[Trecho para leitura]
Resumo de Bases Institucionais do Presidencialismo de Coalizão, artigo de Argelina Cheibub Figueiredo e Fernando Limongi para a revista Lua Nova. Boa leitura!
O longo processo de redemocratização vivido pelo Brasil foi acompanhado de intenso debate institucional. Para muitos analistas, a consolidação da democracia em gestação pediria a rejeição da estrutura institucional que presidira a malsucedida experiência democrática anterior, criada em 1946.
O presidencialismo deveria ser preterido em função de sua tendência a gerar conflitos institucionais insolúveis, enquanto a legislação partidária deveria ser alterada com vistas à obtenção de um sistema partidário com menor número de partidos com um mínimo de disciplina.
No entanto, na Carta de 1988, dois pontos relativos ao diagnóstico resumido acima foram alterados. Em primeiro lugar, os poderes legislativos do presidente da República foram imensamente ampliados. Da mesma forma, os recursos legislativos à disposição dos líderes partidários para comandar suas bancadas foram ampliados pelos regimentos internos das casas legislativas. No período pós-Constituinte, a taxa de aprovação das matérias introduzidas pelo Executivo foi elevada e, ademais, contou com apoio político estruturado em linhas partidárias. Como explicar o padrão observado?
As análises encontradas na literatura comparada e aquelas sobre o sistema político nacional param às portas da primeira sessão legislativa. As instituições que regulam o processo decisório no Legislativo são ignoradas. Os poderes legislativos do presidente não são considerados e, da mesma forma, a estruturação dos trabalhos legislativos é deixada de lado.
Pode ser verdade que a legislação eleitoral brasileira contenha fortes incentivos para que os políticos cultivem o voto pessoal em detrimento do voto partidário. No entanto, os trabalhos legislativos no Brasil são altamente centralizados e se encontram ancorados na ação dos partidos. Este capítulo tem por objetivo demonstrar a interdependência entre a preponderância legislativa do Executivo, o padrão centralizado de trabalhos legislativos e a disciplina partidária.
Os efeitos dos poderes legislativos presidenciais determinam o poder de agenda do chefe do Executivo, entendendo-se por agenda a capacidade de determinar não só que propostas serão consideradas pelo Congresso, mas também quando o serão. Maior poder de agenda implica a capacidade do Executivo de influir diretamente nos trabalhos legislativos e assim induzir os parlamentares à cooperação.
A Constituição brasileira de 1988, por exemplo, confere iniciativa exclusiva ao presidente em matérias orçamentárias e veda emendas parlamentares que impliquem a ampliação dos gastos previstos. Ao definir o montante dos gastos, o presidente limita a ação possível dos parlamentares. O Executivo pode retardar o envio da proposta orçamentária com o objetivo de limitar o tempo disponível para a apreciação da matéria pelo Legislativo.

[Tarefa proposta a] Reescreva tudo da listagem, desde a linha que contém "for blue climbing" até a linha que contém "254, 0, 279, 27", ambas incluídas, com os pedidos. Desloque em -132 cada número das coordenadas nas respostas.
O trecho e a listagem são materiais independentes entre si.

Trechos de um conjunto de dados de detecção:
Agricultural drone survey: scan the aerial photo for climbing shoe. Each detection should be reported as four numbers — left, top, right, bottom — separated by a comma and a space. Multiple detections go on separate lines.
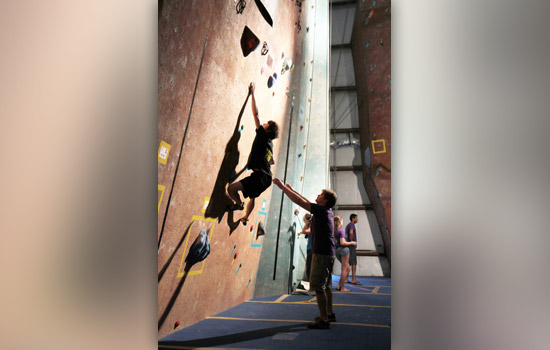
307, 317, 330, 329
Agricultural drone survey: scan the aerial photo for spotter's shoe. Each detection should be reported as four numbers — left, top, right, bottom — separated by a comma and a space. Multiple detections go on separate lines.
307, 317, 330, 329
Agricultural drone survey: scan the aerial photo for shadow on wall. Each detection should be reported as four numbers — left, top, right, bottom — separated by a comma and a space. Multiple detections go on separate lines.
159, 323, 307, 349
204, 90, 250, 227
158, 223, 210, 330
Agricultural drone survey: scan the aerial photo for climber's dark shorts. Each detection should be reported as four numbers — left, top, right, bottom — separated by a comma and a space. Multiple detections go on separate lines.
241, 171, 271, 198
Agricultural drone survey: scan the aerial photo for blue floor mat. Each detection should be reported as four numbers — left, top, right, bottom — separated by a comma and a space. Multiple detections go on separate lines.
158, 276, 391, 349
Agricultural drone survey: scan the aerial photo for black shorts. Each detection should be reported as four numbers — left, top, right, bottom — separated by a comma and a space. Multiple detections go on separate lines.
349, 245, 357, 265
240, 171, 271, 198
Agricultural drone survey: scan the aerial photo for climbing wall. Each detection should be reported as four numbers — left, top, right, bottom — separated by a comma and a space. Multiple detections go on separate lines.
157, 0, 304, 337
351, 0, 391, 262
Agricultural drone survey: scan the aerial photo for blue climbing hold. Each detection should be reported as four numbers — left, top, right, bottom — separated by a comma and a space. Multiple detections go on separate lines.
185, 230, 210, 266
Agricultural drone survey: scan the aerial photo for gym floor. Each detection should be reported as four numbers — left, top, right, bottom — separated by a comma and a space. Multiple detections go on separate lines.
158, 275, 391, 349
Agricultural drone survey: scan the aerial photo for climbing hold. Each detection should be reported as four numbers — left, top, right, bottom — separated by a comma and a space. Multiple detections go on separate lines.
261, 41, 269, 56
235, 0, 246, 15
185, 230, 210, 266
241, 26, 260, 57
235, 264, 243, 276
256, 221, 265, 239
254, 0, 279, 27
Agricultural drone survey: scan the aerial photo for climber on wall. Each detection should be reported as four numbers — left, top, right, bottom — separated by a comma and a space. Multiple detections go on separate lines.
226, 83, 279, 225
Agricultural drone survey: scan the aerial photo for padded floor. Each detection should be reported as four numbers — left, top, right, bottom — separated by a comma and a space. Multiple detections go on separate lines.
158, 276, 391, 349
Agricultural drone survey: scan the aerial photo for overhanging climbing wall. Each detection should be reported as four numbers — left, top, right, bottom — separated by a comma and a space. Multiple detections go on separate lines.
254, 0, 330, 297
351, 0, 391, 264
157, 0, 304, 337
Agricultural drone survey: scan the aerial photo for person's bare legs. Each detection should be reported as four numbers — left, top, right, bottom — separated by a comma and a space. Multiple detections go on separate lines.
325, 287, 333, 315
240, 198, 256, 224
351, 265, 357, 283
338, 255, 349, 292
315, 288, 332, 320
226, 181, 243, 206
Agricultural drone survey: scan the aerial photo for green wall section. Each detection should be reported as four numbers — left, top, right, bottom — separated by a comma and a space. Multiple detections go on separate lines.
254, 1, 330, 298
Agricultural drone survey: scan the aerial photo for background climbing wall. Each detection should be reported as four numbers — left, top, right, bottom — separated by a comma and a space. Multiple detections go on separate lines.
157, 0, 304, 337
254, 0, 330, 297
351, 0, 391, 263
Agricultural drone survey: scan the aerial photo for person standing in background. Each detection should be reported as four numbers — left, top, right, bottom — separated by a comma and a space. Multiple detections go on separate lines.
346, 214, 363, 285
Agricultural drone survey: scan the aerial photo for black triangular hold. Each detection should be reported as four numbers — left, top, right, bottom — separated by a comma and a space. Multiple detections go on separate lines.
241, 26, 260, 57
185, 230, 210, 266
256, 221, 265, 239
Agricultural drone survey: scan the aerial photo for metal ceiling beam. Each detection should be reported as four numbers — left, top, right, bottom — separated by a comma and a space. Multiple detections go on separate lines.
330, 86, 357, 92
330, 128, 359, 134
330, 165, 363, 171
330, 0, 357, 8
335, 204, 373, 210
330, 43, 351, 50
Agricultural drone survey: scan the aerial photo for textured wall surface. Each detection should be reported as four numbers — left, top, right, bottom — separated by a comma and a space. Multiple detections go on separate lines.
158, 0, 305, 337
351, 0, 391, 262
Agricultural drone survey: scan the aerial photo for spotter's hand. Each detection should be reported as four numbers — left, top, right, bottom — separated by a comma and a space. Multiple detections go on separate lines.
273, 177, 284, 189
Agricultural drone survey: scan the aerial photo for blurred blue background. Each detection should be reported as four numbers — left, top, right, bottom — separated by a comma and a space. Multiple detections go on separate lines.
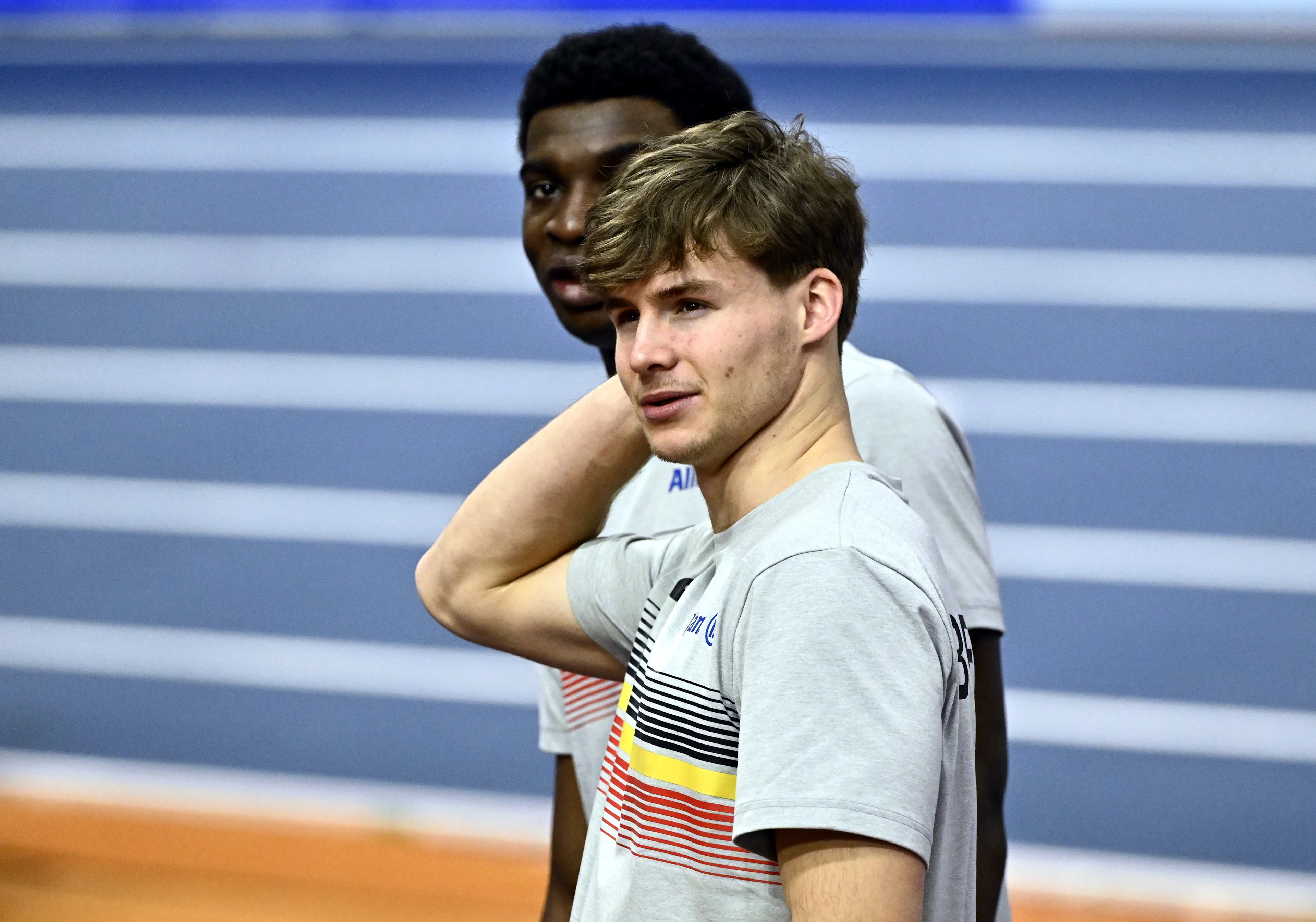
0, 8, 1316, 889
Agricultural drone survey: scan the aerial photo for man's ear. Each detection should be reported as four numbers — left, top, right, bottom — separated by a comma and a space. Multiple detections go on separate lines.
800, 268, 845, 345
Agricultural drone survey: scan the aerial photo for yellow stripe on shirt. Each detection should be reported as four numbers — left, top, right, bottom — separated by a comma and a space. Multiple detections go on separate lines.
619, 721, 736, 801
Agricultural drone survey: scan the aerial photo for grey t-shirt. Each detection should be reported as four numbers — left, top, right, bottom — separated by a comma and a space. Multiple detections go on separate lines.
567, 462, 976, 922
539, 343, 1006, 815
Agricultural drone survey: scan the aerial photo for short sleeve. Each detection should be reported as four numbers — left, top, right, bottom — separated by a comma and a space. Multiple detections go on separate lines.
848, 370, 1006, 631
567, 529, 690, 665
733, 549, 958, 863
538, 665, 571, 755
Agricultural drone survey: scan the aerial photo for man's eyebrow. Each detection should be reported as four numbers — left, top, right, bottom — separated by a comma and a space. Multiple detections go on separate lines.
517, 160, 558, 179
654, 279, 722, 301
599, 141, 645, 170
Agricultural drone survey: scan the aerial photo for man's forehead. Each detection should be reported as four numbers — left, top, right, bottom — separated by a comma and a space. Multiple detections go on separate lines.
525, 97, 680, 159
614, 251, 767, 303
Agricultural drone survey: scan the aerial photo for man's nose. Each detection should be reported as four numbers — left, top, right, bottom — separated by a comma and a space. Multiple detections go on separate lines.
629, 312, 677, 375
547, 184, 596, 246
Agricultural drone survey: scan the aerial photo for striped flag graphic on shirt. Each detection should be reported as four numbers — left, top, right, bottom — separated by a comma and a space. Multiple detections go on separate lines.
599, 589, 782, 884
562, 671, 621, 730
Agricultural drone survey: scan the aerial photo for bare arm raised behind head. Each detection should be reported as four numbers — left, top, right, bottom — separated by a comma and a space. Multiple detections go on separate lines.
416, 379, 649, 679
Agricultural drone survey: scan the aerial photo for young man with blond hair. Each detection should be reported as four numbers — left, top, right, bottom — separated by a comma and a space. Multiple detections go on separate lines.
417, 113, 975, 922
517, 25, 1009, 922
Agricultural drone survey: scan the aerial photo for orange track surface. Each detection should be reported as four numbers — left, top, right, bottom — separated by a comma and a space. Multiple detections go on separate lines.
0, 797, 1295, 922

[Tarefa proposta b] Traduza para o inglês esta frase do trecho sobre o presidencialismo de coalizão: "Este capítulo tem por objetivo demonstrar a interdependência entre a preponderância legislativa do Executivo, o padrão centralizado de trabalhos legislativos e a disciplina partidária."

[Resposta a]
Agricultural drone survey: scan the aerial photo for blue climbing hold. Each detection should be reported as four numbers — left, top, right, bottom — separated by a comma and a space. Multiple detections go on separate lines.
53, 98, 78, 134
Agricultural drone survey: scan the aerial photo for gym floor. Each detection should be reported as four numbers — left, top, right, bottom — separated by a comma and a space. Multiple detections go on separate lines.
26, 143, 259, 217
Agricultural drone survey: scan the aerial photo for climbing hold. Each detection should be reported as four numbers — left, top, right, bottom — separated by a comma and a space. Multiple detections go on separate lines.
129, -91, 137, -76
103, -132, 114, -117
53, 98, 78, 134
109, -106, 128, -75
103, 132, 111, 144
124, 89, 133, 107
122, -132, 147, -105

[Resposta b] This chapter aims to demonstrate the interdependence among the legislative preponderance of the Executive, the centralized pattern of legislative work, and party discipline.